## Instruction 1
Transcribe the following passage from the SPF record guide, beginning at the words "Go to the following" and ending after the words "your SPF record.".

** Start Excerpt to read **

How to validate your SPF record? Setting up the correct SPF record is an essential part of your technical settings. This page explains how to check and validate if you have set up the SPF record correctly.
Go to the following URL and fill in the domain you want to check and press Start.
If an SPF record is found, you will see a screen similar to the screenshot below:
Please make sure the SPF record doesn’t exceed the maximum of 10 lookups!
The SPF records are correctly configured when:
- The page has found an SPF record
- Your SPF record doesn’t exceed the maximum number of 10 lookups.
- The shown IP addresses are really addressess you’re sending email from.
If this is okay, you should be all ready to go!
If not, or if you see a screen simular to the one below, something is wrong.
The maximum amount of 10 lookups has been exceeded. ISPs could ignore your SPF record.
Please check with your hosting provider if the record is entered correctly in your Domain Name Server (DNS).
Using the command-line tool dig in OSX and Linux, you can debug some more to try and figure out what the problem is.
First we want to make sure the problem is not related to cache. E.g. when you tried the check before adding or changing the SPF record, the response from your DNS server might have been cached and it could take a couple of hours for the server to display the correct response.

** End Excerpt to read **

## Instruction 2
In the listing below, restate word for word the lines beginning at the line that contains "Please mark the region of the **black dog**." and ending after the line that contains "[[[344,278],[348,282],[377,282],[377,261],[347,272]]]".

** Start Provided information **

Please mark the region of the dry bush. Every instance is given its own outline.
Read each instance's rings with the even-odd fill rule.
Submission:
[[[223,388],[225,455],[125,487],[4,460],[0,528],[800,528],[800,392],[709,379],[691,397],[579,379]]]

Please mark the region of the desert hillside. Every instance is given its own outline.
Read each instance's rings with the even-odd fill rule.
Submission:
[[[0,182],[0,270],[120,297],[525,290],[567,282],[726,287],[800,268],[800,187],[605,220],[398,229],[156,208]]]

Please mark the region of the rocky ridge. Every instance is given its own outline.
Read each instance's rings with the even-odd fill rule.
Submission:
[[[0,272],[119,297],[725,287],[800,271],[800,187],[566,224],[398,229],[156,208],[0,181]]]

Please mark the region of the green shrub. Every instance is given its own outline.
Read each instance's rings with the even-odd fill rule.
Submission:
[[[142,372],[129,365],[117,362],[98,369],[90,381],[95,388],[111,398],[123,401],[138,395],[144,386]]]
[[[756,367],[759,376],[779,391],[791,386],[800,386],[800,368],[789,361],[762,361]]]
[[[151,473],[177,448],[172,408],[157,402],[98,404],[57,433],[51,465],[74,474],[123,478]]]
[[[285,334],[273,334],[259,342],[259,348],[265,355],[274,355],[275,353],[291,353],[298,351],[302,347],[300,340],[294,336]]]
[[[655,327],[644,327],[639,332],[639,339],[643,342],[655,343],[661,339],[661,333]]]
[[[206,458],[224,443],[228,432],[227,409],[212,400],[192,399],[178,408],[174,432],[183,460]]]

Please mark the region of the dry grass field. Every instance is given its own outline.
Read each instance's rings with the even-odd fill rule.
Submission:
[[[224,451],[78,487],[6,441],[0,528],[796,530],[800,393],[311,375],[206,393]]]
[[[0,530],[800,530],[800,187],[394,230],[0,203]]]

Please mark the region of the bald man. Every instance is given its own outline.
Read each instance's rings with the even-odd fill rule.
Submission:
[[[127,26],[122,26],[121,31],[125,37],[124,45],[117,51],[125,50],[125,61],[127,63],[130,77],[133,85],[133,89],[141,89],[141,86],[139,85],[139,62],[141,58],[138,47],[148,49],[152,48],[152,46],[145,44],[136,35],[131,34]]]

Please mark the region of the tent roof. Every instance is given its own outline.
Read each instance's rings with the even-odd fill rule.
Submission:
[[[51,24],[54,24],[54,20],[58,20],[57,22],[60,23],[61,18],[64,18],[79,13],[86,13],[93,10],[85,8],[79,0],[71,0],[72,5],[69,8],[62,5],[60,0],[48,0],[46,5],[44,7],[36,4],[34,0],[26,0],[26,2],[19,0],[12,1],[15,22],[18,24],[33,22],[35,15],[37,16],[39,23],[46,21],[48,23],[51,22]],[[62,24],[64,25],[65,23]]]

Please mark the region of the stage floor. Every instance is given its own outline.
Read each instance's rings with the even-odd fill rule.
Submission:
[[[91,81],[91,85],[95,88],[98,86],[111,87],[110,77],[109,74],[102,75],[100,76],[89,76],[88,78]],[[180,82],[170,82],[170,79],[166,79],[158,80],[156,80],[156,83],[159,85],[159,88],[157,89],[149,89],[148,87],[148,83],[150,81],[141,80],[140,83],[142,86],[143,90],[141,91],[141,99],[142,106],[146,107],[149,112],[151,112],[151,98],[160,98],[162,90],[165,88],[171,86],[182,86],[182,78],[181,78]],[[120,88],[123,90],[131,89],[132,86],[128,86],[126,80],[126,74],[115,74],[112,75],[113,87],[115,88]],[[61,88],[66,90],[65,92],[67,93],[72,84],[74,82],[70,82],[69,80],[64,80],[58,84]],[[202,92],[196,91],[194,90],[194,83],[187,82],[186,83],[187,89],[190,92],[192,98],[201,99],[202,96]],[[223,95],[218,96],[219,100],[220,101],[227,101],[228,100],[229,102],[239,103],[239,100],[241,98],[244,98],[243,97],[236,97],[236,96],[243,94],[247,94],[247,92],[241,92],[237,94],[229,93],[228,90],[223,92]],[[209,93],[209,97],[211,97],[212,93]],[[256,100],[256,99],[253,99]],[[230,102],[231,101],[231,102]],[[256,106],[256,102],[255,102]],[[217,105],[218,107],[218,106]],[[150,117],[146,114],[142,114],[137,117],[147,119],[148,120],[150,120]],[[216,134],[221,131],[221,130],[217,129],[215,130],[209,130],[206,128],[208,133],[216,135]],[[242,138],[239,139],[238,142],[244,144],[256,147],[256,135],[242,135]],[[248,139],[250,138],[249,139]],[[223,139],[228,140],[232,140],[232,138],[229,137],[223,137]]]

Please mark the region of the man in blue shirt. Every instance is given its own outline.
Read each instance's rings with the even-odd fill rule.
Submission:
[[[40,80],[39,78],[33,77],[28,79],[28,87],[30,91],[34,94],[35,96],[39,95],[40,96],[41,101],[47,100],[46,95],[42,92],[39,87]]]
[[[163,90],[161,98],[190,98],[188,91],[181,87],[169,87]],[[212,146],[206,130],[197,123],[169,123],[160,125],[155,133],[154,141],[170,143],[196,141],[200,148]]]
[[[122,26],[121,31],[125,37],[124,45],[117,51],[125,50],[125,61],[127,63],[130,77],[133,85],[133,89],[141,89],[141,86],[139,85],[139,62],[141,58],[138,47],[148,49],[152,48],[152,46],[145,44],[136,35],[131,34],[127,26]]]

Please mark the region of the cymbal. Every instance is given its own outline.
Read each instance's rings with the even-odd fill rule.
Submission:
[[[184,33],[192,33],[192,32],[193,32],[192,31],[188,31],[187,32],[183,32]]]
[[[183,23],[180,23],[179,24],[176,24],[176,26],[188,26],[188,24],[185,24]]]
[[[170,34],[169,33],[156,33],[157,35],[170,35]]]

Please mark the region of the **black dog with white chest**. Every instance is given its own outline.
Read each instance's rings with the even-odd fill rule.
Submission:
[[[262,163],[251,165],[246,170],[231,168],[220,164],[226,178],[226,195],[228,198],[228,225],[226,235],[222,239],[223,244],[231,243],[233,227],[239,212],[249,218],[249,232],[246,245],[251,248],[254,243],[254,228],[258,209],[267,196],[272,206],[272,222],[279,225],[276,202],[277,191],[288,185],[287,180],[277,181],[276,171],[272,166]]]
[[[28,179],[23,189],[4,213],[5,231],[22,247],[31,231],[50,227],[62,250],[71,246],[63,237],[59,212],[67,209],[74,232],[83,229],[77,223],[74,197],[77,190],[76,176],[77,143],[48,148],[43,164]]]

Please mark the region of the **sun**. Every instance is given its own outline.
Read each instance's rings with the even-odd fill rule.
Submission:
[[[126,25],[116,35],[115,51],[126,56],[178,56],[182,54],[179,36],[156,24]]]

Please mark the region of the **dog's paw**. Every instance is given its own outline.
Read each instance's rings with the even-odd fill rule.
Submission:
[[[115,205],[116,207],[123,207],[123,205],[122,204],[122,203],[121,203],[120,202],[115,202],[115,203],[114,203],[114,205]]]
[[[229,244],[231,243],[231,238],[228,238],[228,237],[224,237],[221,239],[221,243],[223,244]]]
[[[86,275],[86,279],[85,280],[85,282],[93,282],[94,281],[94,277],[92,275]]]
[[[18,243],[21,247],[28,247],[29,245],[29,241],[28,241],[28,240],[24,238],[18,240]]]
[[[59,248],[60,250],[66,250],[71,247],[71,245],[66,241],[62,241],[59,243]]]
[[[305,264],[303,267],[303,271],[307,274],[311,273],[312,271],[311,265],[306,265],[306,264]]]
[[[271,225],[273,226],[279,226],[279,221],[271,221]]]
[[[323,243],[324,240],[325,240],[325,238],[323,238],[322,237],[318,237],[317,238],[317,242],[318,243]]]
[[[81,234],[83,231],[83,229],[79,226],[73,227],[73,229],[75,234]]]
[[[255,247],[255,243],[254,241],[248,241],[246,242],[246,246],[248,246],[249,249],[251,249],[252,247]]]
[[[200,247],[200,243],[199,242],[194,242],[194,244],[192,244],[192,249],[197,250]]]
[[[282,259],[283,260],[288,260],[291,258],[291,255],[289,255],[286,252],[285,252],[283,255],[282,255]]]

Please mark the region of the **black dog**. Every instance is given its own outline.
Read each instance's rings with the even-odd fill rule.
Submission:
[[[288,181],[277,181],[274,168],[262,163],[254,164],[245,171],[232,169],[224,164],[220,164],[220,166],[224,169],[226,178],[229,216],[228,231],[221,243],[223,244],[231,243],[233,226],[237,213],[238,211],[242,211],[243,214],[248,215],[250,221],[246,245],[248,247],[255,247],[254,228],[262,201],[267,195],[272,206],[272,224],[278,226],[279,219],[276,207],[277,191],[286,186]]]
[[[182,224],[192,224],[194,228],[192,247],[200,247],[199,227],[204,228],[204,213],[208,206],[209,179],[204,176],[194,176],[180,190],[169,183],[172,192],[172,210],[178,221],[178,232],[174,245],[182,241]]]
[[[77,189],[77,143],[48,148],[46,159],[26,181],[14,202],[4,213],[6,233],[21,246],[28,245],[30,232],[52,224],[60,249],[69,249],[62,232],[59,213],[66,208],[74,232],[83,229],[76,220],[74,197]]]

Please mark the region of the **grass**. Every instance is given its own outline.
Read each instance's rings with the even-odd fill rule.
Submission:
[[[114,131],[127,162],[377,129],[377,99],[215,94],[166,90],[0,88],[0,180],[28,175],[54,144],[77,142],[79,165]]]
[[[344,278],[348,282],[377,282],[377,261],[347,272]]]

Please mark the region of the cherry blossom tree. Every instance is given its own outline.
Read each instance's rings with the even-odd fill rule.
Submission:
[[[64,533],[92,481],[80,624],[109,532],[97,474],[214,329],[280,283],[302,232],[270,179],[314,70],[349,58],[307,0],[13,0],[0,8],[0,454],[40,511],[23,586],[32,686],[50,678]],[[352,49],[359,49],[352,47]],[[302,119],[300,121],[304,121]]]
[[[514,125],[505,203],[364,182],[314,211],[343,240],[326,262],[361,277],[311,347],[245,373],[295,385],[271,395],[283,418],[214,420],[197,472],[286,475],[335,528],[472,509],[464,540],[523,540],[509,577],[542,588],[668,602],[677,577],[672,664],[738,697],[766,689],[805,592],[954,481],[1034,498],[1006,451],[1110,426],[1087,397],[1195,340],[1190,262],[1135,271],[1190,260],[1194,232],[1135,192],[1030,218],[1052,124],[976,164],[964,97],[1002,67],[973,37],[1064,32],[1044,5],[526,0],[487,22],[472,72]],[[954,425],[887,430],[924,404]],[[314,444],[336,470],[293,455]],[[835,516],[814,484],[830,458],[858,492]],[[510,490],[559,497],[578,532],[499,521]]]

** End Provided information **

## Complete output 1
Go to the following URL and fill in the domain you want to check and press Start.
If an SPF record is found, you will see a screen similar to the screenshot below:
Please make sure the SPF record doesn’t exceed the maximum of 10 lookups!
The SPF records are correctly configured when:
- The page has found an SPF record
- Your SPF record doesn’t exceed the maximum number of 10 lookups.
- The shown IP addresses are really addressess you’re sending email from.
If this is okay, you should be all ready to go!
If not, or if you see a screen simular to the one below, something is wrong.
The maximum amount of 10 lookups has been exceeded. ISPs could ignore your SPF record.

## Complete output 2
Please mark the region of the **black dog**. Every instance is given its own outline.
Read each instance's rings with the even-odd fill rule.
Submission:
[[[288,181],[277,181],[274,168],[262,163],[254,164],[245,171],[232,169],[224,164],[220,164],[220,166],[224,169],[226,178],[229,216],[228,231],[221,243],[223,244],[231,243],[233,226],[237,213],[238,211],[242,211],[243,214],[248,215],[250,221],[246,245],[248,247],[255,247],[254,228],[262,201],[267,195],[272,206],[272,224],[278,226],[279,219],[276,207],[277,191],[286,186]]]
[[[182,224],[192,224],[194,228],[192,247],[200,247],[199,227],[204,228],[204,213],[208,206],[209,179],[204,176],[194,176],[180,190],[169,183],[172,192],[172,210],[178,221],[178,232],[174,245],[182,241]]]
[[[77,189],[77,143],[48,148],[46,159],[26,181],[14,202],[4,213],[6,233],[21,246],[28,245],[30,232],[52,224],[60,249],[69,249],[62,232],[59,213],[66,208],[74,232],[83,229],[76,220],[74,197]]]

Please mark the region of the **grass**. Every instance is given its own outline.
Read each instance's rings with the even-odd fill rule.
Submission:
[[[114,131],[127,162],[377,129],[377,99],[215,94],[166,90],[0,88],[0,180],[28,175],[54,144],[77,142],[79,165]]]
[[[344,278],[348,282],[377,282],[377,261],[347,272]]]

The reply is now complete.